▸ EXTRACTED ENTRIES:
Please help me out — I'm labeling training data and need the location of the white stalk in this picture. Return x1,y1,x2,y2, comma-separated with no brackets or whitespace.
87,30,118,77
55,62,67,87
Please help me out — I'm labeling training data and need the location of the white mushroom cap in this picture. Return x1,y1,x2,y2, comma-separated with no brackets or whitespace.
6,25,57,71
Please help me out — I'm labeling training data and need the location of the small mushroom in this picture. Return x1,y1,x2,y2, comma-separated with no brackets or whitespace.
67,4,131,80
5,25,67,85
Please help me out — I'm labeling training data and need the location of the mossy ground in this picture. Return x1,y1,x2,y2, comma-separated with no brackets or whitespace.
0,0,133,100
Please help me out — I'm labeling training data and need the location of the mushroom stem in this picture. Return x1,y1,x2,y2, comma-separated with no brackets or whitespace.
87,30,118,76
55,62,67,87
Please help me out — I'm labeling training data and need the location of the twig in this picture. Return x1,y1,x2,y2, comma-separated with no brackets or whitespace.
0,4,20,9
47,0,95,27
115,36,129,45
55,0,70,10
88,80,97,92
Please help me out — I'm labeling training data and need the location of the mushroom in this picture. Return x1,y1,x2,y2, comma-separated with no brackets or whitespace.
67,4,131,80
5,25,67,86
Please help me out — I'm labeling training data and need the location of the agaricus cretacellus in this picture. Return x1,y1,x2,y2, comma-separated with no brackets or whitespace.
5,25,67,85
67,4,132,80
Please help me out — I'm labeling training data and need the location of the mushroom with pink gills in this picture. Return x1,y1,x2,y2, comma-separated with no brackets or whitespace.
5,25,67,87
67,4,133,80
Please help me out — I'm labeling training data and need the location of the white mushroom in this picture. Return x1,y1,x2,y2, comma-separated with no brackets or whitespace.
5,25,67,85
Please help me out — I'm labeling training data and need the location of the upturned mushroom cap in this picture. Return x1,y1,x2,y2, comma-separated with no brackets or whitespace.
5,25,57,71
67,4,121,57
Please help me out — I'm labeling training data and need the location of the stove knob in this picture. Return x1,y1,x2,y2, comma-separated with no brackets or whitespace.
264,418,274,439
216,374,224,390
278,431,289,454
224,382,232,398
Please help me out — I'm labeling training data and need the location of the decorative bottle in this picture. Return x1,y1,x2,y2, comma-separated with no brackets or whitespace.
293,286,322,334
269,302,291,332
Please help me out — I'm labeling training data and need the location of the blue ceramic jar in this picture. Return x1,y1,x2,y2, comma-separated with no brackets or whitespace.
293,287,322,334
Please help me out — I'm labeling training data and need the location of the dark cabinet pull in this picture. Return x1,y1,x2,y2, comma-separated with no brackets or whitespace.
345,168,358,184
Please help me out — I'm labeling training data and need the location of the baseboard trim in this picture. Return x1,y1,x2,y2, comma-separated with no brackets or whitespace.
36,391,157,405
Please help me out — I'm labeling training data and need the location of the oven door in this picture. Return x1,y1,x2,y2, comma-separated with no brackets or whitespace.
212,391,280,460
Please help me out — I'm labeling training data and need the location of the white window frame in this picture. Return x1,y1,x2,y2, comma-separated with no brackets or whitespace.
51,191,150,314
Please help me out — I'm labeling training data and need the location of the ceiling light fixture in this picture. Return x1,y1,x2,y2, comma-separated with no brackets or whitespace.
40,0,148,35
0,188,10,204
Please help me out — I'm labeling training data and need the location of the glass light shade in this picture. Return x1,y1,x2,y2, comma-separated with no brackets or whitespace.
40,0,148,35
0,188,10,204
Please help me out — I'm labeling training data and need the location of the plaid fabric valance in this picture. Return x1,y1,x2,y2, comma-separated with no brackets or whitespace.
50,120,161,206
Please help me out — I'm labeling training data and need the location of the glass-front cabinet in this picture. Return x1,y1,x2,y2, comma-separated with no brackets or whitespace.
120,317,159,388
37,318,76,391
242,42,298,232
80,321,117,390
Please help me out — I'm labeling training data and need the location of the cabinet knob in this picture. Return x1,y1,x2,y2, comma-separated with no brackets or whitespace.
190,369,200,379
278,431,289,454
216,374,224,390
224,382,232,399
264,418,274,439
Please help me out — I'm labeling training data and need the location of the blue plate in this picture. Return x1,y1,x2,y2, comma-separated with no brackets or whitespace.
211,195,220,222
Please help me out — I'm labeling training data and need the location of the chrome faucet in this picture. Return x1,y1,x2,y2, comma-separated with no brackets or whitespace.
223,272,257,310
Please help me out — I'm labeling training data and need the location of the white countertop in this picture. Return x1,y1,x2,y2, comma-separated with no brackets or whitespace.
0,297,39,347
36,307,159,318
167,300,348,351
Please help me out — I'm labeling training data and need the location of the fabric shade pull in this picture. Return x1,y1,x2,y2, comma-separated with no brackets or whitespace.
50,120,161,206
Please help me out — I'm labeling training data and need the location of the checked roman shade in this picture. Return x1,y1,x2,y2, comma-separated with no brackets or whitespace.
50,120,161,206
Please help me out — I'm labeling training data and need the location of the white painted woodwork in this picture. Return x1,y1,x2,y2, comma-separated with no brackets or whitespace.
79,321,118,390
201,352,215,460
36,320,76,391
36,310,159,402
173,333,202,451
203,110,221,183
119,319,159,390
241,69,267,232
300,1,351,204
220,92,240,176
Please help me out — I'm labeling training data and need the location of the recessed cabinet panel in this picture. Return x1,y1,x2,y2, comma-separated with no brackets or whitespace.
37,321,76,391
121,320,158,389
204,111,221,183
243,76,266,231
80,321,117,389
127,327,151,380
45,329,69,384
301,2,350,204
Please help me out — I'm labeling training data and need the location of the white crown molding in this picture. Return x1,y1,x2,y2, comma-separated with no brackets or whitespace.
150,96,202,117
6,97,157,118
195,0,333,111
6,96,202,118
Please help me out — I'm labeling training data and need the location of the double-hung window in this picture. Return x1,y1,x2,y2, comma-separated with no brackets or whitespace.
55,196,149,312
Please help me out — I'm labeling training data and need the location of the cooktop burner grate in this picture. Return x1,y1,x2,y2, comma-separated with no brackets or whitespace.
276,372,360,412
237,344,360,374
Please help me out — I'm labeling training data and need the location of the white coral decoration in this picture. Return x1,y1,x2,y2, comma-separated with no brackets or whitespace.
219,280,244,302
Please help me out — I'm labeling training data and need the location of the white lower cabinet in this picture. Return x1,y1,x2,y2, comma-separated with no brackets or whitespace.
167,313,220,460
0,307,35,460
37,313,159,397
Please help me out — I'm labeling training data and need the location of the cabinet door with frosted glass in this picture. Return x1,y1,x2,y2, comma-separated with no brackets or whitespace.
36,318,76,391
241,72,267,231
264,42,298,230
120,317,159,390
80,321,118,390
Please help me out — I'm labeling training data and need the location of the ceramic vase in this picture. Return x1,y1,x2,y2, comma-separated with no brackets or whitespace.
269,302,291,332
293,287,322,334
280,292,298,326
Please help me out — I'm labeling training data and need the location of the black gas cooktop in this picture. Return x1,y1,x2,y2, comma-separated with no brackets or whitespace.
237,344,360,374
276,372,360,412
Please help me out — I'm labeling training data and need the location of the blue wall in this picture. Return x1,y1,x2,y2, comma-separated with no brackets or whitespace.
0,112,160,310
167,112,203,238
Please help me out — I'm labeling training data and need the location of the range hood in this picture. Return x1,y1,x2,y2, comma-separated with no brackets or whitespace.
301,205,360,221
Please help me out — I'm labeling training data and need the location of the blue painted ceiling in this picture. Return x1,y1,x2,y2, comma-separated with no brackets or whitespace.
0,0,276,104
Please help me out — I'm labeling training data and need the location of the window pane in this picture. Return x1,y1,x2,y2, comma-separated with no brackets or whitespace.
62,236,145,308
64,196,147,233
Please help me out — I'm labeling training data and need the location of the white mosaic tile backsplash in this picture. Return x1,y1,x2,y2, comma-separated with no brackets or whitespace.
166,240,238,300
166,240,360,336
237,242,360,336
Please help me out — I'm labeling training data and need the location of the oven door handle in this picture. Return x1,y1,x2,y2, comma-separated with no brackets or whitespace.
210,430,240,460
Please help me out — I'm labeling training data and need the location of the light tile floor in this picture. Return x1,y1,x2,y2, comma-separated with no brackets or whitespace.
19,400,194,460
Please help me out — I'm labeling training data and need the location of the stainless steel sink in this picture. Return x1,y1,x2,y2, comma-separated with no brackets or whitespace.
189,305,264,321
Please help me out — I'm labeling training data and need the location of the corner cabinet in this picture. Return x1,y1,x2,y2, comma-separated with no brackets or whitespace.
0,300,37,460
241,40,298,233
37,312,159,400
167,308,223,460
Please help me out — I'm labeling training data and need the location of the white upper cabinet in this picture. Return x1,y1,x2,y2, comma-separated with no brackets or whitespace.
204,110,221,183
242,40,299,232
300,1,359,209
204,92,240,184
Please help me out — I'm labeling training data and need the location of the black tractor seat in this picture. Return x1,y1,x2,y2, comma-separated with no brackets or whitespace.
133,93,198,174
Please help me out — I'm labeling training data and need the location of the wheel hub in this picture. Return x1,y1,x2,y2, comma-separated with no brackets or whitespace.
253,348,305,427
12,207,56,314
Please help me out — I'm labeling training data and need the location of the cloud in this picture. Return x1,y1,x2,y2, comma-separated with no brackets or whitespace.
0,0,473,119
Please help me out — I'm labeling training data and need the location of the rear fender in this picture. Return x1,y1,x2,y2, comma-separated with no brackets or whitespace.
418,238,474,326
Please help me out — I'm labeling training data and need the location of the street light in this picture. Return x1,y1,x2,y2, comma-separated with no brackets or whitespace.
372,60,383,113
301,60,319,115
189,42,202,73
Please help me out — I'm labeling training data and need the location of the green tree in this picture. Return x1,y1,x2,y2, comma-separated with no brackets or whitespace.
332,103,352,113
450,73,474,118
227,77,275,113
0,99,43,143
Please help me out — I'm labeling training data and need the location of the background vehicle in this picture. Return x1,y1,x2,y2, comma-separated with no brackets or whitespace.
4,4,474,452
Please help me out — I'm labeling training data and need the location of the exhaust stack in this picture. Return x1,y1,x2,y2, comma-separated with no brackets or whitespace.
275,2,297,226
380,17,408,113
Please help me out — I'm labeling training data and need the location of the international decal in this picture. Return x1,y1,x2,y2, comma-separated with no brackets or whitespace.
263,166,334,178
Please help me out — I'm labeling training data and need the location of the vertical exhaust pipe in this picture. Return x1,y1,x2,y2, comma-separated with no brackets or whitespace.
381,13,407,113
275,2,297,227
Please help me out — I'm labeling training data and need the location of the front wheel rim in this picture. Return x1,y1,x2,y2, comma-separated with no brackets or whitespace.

▸ DESCRIPTION OF THE TASK:
Copy out the section of the records that opens with the line containing "of the range" and closes with the line containing "210,430,240,460", swapping "mosaic tile" for "subway tile" and changing nothing else.

▸ COMPLETED TASK:
Please help me out — I'm labeling training data and need the location of the range hood in this picture. Return x1,y1,x2,y2, comma-separated with no brackets or whitespace.
301,205,360,221
Please help me out — I'm labeling training data and need the location of the blue painted ceiling in this picture. Return x1,y1,x2,y2, comma-separated with no brackets or whitespace.
0,0,276,104
Please help me out — I'm labeling training data and need the location of the window pane in this picture. Return x1,y1,x2,y2, comma-separated with no brackets or whitespace.
62,236,145,308
64,196,147,233
Please help me out — I'm labeling training data and need the location of the white subway tile backsplash in this picture. Return x1,y1,x2,y2, comma-separated with no brackets or whitespace.
166,240,238,300
166,240,360,336
237,242,360,336
Please help me out — I'm labeling training data and need the location of the oven door handle in this picture. Return x1,y1,x2,y2, comma-separated with no brackets or whitespace.
210,430,240,460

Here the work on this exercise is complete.